Copy out every line of the entries below, from the line containing "like x=34, y=266." through the end of the entries, and shift each answer point by adding 6 to both its x and y coordinates. Keep all other lines and numbers unchanged.

Given information
***

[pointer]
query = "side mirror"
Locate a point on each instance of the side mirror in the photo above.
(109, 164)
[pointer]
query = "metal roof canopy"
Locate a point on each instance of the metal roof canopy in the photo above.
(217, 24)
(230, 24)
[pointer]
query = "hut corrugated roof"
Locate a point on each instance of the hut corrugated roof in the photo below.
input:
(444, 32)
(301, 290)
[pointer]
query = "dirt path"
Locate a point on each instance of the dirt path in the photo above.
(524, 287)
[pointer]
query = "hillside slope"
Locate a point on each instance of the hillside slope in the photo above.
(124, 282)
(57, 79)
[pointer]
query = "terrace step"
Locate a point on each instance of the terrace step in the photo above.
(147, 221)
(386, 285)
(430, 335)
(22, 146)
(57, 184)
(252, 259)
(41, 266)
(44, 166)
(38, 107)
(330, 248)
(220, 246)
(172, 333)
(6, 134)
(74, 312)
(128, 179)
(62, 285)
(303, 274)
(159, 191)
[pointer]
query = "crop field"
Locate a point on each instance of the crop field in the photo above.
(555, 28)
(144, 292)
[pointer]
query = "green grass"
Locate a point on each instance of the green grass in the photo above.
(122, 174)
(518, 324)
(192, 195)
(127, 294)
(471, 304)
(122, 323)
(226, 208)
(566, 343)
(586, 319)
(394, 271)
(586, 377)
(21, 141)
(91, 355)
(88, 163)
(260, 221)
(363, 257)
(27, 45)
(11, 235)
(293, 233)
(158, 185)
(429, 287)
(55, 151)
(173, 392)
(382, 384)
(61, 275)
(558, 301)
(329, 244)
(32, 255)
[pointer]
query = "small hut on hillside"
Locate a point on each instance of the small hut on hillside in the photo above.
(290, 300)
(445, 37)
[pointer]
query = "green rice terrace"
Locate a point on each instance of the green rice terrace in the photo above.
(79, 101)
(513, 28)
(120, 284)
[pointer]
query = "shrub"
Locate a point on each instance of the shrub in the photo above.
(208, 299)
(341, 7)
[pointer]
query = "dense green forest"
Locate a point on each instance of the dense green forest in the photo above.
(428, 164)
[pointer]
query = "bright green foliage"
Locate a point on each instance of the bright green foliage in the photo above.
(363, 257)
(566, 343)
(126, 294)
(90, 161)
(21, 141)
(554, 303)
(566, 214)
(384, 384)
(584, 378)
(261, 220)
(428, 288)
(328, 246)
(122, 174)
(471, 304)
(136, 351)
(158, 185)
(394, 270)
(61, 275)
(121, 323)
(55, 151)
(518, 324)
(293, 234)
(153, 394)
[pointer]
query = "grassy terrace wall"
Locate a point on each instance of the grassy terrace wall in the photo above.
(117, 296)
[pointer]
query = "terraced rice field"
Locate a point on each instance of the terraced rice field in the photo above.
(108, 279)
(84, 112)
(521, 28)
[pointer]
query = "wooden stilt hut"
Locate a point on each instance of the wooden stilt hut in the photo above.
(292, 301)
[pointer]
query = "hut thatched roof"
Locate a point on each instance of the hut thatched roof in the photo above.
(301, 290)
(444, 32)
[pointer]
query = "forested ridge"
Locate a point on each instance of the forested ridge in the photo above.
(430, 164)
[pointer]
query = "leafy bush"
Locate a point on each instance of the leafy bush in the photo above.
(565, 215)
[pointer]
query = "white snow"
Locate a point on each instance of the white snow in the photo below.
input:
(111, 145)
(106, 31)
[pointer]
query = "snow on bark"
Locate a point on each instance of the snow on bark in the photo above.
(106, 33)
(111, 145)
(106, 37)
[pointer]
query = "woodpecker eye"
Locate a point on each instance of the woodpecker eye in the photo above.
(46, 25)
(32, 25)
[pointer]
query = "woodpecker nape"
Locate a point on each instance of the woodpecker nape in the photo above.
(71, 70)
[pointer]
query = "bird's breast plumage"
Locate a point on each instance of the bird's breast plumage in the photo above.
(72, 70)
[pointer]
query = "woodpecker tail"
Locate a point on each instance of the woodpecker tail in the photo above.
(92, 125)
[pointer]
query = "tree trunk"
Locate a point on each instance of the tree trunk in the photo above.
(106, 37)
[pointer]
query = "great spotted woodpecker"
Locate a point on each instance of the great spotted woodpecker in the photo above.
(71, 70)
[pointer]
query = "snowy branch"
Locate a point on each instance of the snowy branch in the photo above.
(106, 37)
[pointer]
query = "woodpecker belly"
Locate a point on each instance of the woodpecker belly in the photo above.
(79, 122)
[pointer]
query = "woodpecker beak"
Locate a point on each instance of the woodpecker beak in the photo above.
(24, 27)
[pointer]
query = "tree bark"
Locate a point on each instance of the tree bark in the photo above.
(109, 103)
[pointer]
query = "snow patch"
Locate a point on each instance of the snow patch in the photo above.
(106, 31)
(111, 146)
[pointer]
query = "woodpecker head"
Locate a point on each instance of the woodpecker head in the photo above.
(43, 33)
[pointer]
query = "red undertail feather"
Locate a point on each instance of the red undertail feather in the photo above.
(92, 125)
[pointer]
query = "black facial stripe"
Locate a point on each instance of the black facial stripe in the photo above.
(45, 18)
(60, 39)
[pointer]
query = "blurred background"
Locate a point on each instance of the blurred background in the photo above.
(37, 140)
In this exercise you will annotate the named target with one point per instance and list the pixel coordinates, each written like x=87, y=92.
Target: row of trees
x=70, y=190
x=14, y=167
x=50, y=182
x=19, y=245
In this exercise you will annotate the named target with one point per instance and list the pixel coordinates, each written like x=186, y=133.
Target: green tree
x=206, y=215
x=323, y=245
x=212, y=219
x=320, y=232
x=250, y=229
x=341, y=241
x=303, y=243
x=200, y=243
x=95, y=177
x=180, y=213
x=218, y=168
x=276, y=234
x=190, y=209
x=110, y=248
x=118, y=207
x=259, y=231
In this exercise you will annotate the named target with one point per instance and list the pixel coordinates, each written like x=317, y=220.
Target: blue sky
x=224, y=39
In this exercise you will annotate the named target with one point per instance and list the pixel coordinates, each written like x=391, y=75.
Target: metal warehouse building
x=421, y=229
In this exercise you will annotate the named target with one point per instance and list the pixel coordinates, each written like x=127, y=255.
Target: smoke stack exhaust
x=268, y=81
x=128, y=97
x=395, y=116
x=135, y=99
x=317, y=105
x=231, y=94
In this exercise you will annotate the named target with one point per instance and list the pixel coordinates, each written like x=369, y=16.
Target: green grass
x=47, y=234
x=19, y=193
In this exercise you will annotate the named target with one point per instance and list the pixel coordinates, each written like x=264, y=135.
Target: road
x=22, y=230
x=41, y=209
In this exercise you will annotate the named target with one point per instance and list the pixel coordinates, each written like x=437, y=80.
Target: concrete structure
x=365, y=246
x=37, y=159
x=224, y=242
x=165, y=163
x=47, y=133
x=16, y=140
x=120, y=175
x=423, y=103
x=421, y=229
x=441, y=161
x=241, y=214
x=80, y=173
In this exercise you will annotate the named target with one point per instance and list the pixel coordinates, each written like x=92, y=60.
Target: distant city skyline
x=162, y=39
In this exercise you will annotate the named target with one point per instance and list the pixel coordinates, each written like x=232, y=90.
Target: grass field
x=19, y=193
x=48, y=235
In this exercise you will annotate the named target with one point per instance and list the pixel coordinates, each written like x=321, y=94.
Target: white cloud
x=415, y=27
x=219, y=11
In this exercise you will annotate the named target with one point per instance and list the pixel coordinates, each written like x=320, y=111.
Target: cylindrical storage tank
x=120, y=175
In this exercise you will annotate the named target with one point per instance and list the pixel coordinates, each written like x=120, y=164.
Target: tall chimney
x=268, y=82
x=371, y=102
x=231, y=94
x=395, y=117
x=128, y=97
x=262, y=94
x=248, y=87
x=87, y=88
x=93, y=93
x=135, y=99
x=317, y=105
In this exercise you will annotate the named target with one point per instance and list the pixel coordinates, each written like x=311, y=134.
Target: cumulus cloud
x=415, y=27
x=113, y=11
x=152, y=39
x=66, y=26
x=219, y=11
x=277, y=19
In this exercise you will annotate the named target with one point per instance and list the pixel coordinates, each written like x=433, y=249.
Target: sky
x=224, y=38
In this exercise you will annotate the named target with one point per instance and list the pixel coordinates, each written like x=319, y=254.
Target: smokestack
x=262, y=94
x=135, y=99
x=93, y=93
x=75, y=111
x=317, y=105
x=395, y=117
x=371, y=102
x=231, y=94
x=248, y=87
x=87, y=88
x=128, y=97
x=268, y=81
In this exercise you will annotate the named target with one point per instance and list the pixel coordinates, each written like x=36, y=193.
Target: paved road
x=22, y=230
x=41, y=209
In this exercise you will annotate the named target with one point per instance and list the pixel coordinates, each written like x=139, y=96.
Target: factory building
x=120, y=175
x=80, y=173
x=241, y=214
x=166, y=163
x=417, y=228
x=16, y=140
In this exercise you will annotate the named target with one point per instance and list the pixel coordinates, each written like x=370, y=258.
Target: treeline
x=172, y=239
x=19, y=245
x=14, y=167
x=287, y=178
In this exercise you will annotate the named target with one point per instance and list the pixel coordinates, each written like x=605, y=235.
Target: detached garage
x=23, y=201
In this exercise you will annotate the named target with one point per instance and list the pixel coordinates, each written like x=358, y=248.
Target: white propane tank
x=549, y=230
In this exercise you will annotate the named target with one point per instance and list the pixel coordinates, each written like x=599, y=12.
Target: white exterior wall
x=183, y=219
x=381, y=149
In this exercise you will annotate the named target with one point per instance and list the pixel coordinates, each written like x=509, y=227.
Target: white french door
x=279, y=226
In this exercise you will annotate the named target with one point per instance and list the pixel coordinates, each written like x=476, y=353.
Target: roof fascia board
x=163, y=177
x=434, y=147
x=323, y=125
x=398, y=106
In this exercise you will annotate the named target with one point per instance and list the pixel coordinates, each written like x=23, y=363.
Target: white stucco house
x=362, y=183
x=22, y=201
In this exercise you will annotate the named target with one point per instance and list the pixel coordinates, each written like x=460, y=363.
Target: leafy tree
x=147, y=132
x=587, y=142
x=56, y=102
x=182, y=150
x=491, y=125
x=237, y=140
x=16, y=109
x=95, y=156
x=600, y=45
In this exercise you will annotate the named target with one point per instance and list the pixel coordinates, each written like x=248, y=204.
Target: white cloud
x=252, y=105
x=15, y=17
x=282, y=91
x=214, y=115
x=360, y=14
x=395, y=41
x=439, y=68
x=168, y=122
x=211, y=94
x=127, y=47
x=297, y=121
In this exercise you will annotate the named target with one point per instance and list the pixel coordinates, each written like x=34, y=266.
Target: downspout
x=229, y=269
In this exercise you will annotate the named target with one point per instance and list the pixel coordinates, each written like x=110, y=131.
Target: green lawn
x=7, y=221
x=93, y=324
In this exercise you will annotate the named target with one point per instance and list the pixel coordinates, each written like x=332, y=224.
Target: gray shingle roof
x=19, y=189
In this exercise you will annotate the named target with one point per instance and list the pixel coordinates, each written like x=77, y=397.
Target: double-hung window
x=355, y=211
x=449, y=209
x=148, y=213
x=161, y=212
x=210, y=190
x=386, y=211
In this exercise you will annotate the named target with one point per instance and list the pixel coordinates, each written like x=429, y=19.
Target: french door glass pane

***

The response
In this exercise you will annotate the named target with one point per instance and list the pixel coordinates, each written like x=34, y=266.
Target: downspout
x=235, y=275
In this exercise you will annotate the named target with one point per instance and list the pixel coordinates, each written like x=110, y=131.
Target: green lawn
x=13, y=227
x=99, y=330
In this exercise you will annotate the named target with one point per instance and list the pixel coordinates, each written like x=332, y=224.
Target: gray shingle roof
x=25, y=195
In this exercise you will annotate the named target with one point per instance and list the pixel coordinates, each written like x=77, y=397.
Target: double-hung window
x=361, y=217
x=455, y=215
x=154, y=219
x=167, y=218
x=216, y=196
x=392, y=217
In this exercise you will annotate the named target with one point per instance and list the pixel coordinates, each written like x=429, y=19.
Target: french door glass pane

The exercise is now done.